● **Required work**: Below is a listing to transcribe in full and exactly; keep the pictures out.

━━━━━━━━━━━━━━━━

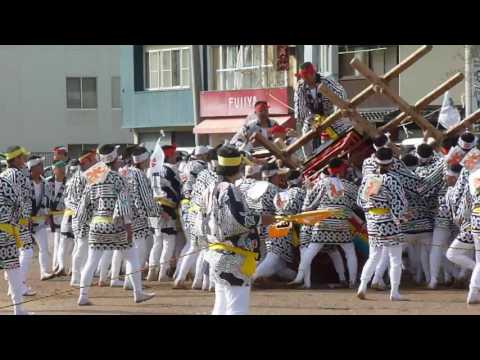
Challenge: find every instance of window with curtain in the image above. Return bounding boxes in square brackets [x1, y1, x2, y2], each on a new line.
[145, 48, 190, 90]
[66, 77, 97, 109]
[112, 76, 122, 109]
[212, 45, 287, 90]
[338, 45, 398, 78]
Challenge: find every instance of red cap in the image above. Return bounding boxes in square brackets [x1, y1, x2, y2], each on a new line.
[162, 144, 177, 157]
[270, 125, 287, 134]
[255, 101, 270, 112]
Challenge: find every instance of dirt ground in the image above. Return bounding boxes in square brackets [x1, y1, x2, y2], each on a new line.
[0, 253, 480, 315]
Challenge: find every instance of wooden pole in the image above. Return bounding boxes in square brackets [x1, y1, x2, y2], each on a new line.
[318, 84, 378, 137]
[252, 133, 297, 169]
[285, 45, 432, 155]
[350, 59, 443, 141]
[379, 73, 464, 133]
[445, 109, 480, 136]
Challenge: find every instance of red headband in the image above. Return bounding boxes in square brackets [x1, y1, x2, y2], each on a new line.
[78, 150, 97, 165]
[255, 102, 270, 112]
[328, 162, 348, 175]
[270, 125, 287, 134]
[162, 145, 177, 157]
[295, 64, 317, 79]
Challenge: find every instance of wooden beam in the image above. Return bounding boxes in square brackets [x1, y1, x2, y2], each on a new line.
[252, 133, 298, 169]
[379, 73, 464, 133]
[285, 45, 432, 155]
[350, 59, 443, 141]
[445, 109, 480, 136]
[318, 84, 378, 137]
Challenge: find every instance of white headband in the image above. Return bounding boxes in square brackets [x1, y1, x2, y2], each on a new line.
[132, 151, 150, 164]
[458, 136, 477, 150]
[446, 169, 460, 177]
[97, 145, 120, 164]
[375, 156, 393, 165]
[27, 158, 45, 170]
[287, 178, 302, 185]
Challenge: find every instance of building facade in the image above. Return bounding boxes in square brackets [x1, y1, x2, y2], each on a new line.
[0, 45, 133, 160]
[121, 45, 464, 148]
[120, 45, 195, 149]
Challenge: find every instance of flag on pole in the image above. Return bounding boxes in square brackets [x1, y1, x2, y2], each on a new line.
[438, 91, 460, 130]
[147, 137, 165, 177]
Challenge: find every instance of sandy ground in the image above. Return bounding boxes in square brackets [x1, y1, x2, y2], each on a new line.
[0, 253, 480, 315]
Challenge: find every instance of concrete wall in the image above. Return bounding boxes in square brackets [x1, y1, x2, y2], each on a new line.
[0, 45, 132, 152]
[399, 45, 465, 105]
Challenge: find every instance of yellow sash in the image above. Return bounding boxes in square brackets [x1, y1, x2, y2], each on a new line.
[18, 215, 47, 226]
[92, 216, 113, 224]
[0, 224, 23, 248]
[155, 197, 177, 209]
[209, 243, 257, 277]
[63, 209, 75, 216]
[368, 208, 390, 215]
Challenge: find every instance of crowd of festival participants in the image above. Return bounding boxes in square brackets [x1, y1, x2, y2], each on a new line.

━━━━━━━━━━━━━━━━

● **Result of the exercise**:
Challenge: find every instance of window with curtain in the image above. Return bounding boxes in square brackets [x1, y1, x2, y2], each on a new line.
[145, 48, 190, 90]
[66, 77, 97, 109]
[112, 76, 122, 109]
[212, 45, 287, 90]
[338, 45, 398, 78]
Challenge: find every instance of red cap in the image above. Return bounding boxes in square brackets [x1, y1, x2, y2], each on a new line.
[162, 144, 177, 157]
[270, 125, 287, 134]
[255, 101, 270, 112]
Challenge: find every instance of dirt ground in the image above. Return bounding boxes in square brackets [x1, y1, x2, y2], each on a new line.
[0, 253, 480, 315]
Challenge: find every instance of wooden pole in the image above. Return bounding boxes in square brackets [x1, y1, x2, y2], each on a new line.
[318, 84, 378, 137]
[252, 133, 297, 169]
[285, 45, 432, 155]
[350, 59, 443, 141]
[379, 73, 464, 133]
[445, 109, 480, 136]
Challenge: find every instance of red headband in the image above. Return bounding boxes in square brackets [x1, y1, x2, y2], each on a new line.
[78, 150, 97, 165]
[255, 102, 270, 112]
[328, 162, 348, 175]
[270, 125, 287, 134]
[162, 145, 177, 157]
[295, 64, 317, 79]
Challenge: find every instance of wooden beam in the image above. Return bounding boxes in square brackets [x1, y1, x2, y2], each on a new line.
[252, 133, 298, 169]
[379, 73, 464, 133]
[285, 45, 432, 155]
[350, 59, 443, 141]
[445, 109, 480, 136]
[318, 84, 378, 137]
Challenge: find every instance of white headband in the image above. Return bounding boxes in square brackets [x1, y1, x2, y2], each on a new line.
[132, 151, 150, 164]
[458, 136, 477, 150]
[446, 169, 460, 177]
[97, 145, 120, 164]
[375, 156, 393, 165]
[27, 158, 45, 170]
[287, 178, 302, 185]
Challenge: find every instance of building facade in the image above. Return bounding boxes in square brackets [x1, y1, x2, y2], each on a new line.
[0, 45, 133, 160]
[121, 45, 464, 148]
[120, 45, 195, 149]
Challenge: find every instance of flag on pole in the image above. Return bounding boxes in square brackets [x1, y1, x2, y2], each on a new line.
[438, 91, 460, 130]
[147, 137, 165, 177]
Challenge: find every instance of sandy ground in the image above. Return bounding boxes in square brackets [x1, y1, x2, y2], each on a new line.
[0, 253, 480, 315]
Challenge: find every instance of concrete wall in the image above. Return bounding boxes in square brackets [x1, y1, x2, y2], each on a new line.
[0, 45, 132, 152]
[399, 45, 465, 105]
Challenge: find every instance of yellow sash in the image above. Return bounding boxes in square brackets [x1, y1, x2, y2], each on a new line.
[18, 215, 47, 226]
[92, 216, 113, 224]
[0, 224, 23, 248]
[155, 197, 177, 209]
[209, 243, 257, 277]
[63, 209, 75, 216]
[368, 208, 390, 215]
Challenge: find every instance of crowd of festival participants in the image above. Return bounding boxes in square brackets [x1, y1, x2, y2], each on a new line.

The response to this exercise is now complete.